Required action A
In the article on the health-reform spending rule, what minimum share of premium dollars must insurers spend on medical care for large group coverage?
Required action B
According to the article on the health-reform spending rule, what will decide whether the intent of the medical-loss-ratio provision is respected? Answer in one to three sentences.
Required action C
Carry on with the article on insurers and the health-reform spending rule, starting after its final sentence.

Supplied passage
┌──

A grass-roots organization is accusing the insurance industry of trying to undermine the medical-loss ratio provision of the new health reform law.
Insurers try to weaken spending rule, group says
“There's a new fight in healthcare reform, and if the insurance industry wins it, we lose,” Ethan Rome, executive director of Health Care for America Now, or HCAN, said at a news briefing to release a new report that says insurers are putting pressure on state regulators to weaken this provision, which requires that insurers spend at least 85% of premium dollars for large group coverage and 80% for small group and individual coverage on medical care, starting next year.
This medical-loss-ratio provision is designed to prevent insurers from overspending on administrative costs such as marketing, salaries, underwriting, claims processing and overhead. Whether the law's intent is ultimately respected, however, “depends on how state and federal regulators define which expenditures should be classified as legitimate medical costs,” according to the report.

└──

Entries shown
┌──

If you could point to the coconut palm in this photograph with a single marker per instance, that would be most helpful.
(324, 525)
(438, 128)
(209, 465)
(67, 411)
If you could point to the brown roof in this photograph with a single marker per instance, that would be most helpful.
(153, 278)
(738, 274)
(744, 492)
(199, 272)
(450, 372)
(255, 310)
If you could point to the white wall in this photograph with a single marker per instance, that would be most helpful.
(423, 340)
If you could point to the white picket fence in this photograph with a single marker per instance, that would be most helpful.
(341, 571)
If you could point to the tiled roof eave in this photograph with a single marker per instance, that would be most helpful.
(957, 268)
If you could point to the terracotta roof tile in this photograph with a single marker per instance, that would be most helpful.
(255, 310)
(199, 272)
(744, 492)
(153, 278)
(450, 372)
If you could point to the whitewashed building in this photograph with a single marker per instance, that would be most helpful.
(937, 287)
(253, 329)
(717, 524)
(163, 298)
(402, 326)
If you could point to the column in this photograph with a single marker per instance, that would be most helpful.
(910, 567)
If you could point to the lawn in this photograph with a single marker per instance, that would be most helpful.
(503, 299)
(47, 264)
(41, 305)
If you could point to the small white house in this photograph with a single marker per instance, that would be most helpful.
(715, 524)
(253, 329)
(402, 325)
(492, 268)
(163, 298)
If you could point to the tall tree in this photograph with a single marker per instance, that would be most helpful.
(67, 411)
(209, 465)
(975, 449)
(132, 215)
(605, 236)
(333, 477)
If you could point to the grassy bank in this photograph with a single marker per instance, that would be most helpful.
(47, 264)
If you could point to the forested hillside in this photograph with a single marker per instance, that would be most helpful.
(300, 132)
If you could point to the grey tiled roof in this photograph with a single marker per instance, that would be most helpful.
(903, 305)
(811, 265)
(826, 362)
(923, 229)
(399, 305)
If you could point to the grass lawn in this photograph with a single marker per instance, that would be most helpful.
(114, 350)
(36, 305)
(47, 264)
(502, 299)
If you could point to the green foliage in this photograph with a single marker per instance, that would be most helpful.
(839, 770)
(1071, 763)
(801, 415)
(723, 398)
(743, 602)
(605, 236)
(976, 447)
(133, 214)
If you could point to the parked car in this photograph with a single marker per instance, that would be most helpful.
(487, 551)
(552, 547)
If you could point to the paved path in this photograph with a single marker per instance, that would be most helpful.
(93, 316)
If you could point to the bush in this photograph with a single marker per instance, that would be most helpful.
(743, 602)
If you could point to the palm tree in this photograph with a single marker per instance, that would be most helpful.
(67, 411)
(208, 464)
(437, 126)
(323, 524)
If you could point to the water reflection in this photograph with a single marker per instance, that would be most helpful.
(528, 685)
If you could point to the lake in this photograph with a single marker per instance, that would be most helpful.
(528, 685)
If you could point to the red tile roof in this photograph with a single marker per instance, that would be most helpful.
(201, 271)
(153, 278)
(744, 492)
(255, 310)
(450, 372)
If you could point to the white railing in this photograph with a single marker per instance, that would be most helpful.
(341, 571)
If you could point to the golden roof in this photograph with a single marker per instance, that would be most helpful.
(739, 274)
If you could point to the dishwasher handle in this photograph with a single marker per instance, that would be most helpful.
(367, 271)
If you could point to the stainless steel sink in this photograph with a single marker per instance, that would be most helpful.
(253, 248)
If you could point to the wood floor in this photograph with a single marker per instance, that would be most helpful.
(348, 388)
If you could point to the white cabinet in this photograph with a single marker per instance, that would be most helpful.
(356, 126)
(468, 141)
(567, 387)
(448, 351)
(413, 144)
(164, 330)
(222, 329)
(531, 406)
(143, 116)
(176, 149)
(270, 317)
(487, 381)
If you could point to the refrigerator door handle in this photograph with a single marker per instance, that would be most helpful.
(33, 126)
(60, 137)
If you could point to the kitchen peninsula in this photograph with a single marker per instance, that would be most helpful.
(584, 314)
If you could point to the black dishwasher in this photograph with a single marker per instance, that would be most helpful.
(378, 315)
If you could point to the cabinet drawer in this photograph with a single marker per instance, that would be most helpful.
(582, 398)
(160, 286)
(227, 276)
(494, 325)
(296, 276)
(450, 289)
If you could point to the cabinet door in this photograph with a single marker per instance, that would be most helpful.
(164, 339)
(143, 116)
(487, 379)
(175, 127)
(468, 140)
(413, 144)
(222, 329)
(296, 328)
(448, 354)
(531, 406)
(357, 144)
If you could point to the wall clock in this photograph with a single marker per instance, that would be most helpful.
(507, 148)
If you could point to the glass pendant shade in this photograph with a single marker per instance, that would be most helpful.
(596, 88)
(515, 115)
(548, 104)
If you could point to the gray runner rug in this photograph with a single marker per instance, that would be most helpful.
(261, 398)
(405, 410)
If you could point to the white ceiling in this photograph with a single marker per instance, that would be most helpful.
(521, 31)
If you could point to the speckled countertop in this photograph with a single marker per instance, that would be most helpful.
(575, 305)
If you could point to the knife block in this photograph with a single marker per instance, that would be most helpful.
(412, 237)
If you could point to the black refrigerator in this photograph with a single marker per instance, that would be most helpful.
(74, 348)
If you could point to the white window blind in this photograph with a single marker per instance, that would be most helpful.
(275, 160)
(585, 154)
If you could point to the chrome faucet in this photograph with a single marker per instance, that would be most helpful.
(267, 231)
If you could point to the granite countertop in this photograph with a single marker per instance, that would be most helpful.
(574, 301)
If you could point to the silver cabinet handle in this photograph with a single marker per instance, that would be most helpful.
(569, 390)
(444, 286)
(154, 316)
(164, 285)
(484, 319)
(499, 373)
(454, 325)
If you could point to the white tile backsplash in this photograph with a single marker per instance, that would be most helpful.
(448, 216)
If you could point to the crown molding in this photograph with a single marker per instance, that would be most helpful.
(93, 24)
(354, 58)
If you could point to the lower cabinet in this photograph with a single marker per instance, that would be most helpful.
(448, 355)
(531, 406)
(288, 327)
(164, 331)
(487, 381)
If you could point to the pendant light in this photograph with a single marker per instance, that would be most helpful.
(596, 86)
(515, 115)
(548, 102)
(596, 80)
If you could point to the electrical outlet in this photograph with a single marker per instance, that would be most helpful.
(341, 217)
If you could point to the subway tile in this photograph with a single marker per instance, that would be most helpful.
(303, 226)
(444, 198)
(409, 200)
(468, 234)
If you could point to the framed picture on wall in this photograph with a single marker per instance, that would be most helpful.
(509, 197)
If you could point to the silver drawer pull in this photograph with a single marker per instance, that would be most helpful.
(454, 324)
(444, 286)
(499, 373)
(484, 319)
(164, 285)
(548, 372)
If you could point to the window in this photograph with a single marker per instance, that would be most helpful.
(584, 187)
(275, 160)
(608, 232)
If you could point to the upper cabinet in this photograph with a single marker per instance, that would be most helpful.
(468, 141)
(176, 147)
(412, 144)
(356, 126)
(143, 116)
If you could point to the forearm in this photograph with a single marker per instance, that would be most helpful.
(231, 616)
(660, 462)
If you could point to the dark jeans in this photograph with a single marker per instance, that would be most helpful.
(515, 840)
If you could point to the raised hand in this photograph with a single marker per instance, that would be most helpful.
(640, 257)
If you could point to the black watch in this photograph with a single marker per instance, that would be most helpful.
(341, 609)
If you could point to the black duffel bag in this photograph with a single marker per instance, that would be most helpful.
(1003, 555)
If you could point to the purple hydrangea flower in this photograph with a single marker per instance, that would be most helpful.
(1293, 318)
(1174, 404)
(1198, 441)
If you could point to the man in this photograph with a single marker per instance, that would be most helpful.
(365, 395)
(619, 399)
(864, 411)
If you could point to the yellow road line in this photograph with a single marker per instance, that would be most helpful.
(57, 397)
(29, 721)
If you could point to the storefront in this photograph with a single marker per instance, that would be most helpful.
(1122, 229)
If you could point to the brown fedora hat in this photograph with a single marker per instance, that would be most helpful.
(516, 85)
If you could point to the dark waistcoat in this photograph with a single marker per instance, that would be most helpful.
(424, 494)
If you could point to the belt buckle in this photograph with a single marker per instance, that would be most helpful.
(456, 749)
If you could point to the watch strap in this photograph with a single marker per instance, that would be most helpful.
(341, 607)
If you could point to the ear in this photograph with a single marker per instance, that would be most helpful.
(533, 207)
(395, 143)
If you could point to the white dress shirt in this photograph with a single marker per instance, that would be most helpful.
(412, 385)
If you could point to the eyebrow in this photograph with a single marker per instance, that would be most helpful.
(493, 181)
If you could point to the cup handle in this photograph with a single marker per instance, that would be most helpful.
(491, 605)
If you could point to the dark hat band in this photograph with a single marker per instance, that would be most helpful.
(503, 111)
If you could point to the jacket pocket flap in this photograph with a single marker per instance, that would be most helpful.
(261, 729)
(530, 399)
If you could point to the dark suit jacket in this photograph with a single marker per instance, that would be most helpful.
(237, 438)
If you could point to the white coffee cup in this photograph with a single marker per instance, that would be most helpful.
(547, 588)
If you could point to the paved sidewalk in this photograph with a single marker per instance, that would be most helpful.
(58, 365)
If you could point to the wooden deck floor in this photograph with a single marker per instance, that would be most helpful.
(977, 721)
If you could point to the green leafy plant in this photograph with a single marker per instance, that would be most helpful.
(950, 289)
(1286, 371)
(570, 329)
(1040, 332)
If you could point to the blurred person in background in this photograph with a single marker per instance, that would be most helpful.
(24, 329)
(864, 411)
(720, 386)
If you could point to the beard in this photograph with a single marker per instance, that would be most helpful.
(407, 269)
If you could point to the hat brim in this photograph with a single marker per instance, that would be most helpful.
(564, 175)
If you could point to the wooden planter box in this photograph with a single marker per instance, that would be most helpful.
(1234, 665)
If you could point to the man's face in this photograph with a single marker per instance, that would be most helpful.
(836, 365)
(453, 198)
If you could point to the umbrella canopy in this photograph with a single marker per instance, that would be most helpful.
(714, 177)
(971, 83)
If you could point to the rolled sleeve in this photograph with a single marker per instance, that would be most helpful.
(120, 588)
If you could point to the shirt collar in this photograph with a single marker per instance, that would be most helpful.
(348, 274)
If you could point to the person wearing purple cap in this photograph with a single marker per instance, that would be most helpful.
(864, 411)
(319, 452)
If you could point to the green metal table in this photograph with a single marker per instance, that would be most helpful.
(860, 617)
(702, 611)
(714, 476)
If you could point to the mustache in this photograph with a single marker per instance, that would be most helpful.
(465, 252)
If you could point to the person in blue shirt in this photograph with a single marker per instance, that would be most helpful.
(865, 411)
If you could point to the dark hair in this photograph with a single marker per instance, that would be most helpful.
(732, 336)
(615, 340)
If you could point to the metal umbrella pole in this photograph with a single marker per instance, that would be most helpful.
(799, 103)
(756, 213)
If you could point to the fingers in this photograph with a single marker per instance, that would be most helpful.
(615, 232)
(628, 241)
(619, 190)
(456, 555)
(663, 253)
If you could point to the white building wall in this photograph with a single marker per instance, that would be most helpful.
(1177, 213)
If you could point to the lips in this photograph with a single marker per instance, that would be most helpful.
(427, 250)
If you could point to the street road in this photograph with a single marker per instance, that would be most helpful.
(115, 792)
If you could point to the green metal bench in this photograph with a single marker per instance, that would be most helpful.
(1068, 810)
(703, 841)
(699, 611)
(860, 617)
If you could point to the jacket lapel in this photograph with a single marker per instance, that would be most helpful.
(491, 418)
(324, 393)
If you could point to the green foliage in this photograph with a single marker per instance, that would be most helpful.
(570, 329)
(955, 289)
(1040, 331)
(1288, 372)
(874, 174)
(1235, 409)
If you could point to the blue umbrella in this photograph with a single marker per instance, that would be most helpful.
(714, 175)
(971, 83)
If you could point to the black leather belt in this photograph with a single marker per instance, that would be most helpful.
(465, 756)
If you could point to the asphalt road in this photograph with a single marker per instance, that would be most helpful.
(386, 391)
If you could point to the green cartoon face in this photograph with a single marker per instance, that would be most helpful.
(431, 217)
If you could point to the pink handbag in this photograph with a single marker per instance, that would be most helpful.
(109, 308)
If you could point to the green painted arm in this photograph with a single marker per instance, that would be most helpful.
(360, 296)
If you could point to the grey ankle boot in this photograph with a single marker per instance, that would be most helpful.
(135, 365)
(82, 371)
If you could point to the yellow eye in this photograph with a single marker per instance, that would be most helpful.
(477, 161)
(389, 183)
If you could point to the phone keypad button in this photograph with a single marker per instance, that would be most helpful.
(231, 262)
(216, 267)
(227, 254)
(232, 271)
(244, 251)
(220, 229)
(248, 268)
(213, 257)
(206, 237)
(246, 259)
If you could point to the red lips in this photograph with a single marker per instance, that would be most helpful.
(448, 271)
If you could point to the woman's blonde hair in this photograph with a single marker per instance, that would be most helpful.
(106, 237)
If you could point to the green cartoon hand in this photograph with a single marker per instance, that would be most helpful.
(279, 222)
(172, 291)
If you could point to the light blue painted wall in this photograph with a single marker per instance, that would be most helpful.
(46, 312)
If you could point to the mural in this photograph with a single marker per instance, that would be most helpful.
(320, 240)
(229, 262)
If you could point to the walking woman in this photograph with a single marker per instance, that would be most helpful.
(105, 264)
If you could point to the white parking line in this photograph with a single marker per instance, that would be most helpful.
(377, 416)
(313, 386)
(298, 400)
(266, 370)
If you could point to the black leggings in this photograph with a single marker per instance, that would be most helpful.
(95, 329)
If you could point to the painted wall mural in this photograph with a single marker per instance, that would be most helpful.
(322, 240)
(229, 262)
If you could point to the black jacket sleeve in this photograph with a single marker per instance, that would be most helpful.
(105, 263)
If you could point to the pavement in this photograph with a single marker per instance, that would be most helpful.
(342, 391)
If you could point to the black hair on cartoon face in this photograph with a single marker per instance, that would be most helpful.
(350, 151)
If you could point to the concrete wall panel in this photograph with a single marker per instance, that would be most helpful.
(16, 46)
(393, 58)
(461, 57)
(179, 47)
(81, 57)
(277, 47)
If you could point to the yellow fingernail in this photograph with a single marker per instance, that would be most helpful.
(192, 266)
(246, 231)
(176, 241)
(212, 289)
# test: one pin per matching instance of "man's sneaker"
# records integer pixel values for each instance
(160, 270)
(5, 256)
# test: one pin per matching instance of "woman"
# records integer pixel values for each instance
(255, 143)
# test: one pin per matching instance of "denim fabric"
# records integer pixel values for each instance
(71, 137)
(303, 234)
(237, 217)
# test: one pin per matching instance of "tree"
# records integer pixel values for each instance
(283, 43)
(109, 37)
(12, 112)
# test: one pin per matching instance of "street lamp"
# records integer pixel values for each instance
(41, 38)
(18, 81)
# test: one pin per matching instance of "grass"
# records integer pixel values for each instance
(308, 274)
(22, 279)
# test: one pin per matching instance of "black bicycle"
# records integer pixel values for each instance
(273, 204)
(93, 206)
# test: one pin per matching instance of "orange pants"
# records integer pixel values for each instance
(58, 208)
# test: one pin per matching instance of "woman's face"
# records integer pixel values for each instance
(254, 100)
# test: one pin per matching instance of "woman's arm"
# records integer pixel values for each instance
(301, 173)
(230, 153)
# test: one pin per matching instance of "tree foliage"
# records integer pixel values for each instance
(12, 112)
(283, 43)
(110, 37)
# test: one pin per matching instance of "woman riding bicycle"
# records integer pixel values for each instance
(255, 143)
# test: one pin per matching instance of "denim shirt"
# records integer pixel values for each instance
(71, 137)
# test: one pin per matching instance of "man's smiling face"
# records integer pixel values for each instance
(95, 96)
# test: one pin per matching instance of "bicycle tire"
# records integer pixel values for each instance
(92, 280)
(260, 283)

└──

Exercise output A
At least 85% of premium dollars.

Exercise output B
The report says that whether the law's intent is respected depends on how state and federal regulators define which expenditures count as legitimate medical costs. That definition matters because the provision exists to stop insurers from overspending on administrative costs such as marketing, salaries, underwriting, claims processing and overhead.

Exercise output C
HCAN cautioned that the insurance lobby wants to redefine medical-loss ratios by pressuring the National Association of Insurance Commissioners “to give insurers vast discretion over what expenses they may classify as clinical and administrative costs.”
America's Health Insurance Plans disputed the findings. “This is a desperate attempt to distract attention away from the fact that these regulations could put at risk important services and benefits that improve the quality of care for millions of patients,” AHIP spokesman Robert Zirkelbach said.